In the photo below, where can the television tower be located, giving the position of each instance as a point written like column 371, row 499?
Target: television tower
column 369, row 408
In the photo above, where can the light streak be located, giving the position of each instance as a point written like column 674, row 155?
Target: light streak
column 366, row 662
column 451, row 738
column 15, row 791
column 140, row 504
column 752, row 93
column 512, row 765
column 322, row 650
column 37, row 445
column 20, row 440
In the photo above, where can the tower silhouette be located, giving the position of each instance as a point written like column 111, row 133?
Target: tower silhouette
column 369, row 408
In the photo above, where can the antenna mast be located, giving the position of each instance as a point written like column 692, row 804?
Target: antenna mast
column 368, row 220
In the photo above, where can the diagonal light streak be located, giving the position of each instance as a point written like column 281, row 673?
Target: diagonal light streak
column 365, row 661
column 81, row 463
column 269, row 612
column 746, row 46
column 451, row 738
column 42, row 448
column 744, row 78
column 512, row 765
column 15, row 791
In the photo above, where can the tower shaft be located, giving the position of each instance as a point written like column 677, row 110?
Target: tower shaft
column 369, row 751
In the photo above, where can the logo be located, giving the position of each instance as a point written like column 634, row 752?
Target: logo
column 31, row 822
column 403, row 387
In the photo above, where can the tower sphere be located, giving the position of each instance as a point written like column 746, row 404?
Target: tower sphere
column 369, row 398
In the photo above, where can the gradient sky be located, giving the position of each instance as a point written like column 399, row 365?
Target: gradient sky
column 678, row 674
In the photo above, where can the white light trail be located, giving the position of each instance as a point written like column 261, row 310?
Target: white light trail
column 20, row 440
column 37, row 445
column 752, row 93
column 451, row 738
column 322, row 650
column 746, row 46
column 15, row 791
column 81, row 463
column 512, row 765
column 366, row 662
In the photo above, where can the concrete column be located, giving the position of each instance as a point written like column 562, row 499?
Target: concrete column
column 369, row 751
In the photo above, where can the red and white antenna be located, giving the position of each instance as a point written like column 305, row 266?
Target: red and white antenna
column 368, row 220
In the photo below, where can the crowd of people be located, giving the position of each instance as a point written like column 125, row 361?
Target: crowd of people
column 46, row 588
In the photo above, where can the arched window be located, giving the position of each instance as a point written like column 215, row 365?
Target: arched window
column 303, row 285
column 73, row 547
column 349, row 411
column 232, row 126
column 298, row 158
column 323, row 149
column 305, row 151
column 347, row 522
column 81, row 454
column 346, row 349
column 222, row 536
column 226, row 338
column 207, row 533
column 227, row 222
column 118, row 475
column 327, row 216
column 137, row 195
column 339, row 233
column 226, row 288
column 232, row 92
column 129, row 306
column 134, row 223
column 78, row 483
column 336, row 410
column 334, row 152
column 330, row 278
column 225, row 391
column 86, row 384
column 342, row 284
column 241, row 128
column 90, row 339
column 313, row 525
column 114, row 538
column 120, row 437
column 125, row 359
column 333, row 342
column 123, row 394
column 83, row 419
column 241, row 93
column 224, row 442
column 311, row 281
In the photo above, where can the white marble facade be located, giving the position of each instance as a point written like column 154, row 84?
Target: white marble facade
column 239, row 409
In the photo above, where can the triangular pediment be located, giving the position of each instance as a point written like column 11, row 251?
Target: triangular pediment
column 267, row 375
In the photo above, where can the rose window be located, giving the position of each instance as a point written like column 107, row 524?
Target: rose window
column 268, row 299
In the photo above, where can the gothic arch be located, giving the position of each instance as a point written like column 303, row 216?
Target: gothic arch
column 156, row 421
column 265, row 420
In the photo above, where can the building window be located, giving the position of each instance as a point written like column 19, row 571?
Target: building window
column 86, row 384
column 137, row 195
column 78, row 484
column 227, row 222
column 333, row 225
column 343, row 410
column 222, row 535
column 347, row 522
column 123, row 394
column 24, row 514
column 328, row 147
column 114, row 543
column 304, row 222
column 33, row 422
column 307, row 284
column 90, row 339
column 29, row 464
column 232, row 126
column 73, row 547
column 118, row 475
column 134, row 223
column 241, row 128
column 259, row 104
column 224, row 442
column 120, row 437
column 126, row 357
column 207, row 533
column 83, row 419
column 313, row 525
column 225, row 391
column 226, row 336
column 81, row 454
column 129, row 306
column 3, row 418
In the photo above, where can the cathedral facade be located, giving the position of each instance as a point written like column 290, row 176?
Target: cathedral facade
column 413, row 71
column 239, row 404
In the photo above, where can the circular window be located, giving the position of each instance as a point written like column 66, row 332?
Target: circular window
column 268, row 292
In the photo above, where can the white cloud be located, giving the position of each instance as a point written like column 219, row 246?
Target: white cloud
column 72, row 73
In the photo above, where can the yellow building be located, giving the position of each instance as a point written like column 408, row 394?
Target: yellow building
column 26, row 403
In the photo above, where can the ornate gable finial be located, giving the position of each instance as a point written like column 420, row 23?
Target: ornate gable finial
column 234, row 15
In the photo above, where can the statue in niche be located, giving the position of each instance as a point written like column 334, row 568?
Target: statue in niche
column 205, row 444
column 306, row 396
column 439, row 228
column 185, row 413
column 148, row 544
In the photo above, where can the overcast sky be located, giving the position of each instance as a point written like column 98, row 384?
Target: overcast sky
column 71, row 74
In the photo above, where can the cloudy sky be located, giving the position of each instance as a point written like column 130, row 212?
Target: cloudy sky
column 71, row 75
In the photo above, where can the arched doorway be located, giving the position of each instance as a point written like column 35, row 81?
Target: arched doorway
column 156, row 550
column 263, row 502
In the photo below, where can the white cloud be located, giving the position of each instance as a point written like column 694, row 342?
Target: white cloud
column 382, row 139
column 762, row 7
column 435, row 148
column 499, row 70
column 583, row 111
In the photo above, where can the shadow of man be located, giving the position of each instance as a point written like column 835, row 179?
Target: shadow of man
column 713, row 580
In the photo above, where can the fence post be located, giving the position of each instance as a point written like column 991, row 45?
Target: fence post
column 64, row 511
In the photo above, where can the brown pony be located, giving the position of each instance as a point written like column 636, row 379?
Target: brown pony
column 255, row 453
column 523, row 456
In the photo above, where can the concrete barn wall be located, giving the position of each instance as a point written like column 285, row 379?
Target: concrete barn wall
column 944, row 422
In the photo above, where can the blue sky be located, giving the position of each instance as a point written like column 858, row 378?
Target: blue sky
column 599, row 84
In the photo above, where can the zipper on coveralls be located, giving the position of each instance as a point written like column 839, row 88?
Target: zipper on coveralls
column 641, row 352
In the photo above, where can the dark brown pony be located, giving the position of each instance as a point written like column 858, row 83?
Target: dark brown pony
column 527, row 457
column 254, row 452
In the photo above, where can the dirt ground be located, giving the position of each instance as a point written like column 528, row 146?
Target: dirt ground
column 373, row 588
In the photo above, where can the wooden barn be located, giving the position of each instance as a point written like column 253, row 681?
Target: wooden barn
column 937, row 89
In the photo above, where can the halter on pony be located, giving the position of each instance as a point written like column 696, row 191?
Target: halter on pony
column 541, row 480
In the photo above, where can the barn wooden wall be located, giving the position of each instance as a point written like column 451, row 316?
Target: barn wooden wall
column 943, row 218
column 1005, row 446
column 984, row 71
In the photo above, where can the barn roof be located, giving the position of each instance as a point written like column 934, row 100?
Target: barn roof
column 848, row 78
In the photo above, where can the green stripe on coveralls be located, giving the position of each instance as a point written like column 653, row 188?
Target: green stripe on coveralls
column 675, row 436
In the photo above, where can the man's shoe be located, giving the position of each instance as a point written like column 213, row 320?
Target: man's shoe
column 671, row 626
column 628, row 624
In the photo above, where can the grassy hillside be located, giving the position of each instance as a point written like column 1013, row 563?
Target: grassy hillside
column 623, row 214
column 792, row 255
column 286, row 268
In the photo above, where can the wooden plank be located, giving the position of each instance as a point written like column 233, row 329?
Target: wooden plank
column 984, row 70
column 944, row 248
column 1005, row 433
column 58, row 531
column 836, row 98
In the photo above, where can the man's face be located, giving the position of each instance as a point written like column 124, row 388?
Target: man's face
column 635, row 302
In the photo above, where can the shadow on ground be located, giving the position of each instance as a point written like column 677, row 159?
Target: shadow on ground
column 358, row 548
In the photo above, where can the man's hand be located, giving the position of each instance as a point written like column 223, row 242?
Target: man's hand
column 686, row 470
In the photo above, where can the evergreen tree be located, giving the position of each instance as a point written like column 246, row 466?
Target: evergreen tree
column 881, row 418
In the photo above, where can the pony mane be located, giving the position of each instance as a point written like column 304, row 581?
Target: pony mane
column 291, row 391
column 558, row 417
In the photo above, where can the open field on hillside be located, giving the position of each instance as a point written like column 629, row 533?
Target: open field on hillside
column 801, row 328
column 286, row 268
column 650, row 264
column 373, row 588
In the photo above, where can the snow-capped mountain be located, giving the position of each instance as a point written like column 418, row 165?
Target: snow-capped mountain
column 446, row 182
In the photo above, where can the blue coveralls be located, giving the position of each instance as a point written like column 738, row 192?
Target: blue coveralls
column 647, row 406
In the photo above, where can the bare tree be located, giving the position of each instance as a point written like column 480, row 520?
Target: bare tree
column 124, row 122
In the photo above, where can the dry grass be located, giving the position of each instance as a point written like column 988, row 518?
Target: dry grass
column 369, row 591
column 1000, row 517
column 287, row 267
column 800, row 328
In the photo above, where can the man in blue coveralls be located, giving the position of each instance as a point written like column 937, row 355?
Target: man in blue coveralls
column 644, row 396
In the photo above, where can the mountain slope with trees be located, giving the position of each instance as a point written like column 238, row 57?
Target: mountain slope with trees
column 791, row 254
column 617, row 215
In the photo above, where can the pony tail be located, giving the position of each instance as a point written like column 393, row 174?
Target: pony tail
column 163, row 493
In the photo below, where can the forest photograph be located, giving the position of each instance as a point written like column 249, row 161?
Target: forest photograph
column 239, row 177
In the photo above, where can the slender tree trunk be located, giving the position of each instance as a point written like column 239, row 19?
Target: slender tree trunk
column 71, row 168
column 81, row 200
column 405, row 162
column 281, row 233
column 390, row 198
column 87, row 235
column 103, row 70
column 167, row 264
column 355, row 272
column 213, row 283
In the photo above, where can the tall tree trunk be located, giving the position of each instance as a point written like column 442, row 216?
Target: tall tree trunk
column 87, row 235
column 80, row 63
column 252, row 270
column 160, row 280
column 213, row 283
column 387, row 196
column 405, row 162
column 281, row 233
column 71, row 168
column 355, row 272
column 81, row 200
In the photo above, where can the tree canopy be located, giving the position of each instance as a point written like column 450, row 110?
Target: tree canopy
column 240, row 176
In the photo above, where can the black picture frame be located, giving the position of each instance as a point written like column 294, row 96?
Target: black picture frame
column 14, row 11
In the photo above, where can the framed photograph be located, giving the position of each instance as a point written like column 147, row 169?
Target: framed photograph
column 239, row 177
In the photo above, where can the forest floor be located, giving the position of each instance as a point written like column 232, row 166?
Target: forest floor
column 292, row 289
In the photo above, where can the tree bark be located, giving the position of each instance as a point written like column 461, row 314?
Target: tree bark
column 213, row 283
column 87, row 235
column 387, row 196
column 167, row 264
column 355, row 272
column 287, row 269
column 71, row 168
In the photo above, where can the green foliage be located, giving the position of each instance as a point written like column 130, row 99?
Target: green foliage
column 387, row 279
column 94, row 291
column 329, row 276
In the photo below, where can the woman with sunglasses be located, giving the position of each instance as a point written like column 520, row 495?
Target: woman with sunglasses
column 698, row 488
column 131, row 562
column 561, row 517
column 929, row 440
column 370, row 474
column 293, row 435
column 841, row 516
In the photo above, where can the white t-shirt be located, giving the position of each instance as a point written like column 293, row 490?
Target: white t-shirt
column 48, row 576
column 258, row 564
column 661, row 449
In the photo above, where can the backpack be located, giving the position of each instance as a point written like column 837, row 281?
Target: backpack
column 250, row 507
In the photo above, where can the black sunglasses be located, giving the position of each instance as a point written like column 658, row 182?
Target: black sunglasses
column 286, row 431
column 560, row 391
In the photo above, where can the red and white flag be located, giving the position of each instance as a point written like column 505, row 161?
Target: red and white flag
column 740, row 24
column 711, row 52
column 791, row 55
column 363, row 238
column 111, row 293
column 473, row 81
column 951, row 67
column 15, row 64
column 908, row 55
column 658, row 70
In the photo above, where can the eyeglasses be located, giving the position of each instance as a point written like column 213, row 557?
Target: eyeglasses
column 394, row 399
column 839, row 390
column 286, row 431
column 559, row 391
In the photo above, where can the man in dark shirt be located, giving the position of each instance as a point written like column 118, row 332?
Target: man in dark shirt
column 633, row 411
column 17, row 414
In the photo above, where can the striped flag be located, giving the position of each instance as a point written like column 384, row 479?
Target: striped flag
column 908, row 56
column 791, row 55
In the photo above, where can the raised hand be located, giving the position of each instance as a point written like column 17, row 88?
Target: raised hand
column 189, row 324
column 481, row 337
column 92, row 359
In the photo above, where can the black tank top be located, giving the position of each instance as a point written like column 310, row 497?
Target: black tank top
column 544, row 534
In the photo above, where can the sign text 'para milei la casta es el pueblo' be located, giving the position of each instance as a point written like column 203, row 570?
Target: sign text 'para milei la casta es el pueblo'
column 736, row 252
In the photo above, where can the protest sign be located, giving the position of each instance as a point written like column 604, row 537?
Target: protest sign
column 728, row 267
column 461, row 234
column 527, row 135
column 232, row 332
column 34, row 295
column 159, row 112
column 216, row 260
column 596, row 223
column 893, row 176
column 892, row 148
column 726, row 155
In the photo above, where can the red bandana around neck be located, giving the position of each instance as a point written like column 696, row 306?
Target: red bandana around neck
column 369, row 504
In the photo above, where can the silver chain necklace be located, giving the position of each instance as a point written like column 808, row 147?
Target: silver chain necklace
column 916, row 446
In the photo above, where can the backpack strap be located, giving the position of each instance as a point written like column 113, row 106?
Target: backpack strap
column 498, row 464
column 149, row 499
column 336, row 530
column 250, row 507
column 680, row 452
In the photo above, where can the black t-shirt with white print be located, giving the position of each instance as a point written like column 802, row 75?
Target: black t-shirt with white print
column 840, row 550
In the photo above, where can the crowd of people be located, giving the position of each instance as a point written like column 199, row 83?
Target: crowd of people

——

Description of the task – Copy the material from the line with "In the photo above, where can the rose" to the line with "column 265, row 420", putting "pointed arch" wherever "gothic arch" appears and leaving everything else as it is.

Response to the task –
In the photo above, where can the rose window be located, giving the position of each instance as a point written like column 107, row 524?
Target: rose window
column 268, row 299
In the photo above, where can the pointed arch be located, giving the position of each instance as a point written like column 303, row 216?
Target: pointed arch
column 156, row 421
column 265, row 420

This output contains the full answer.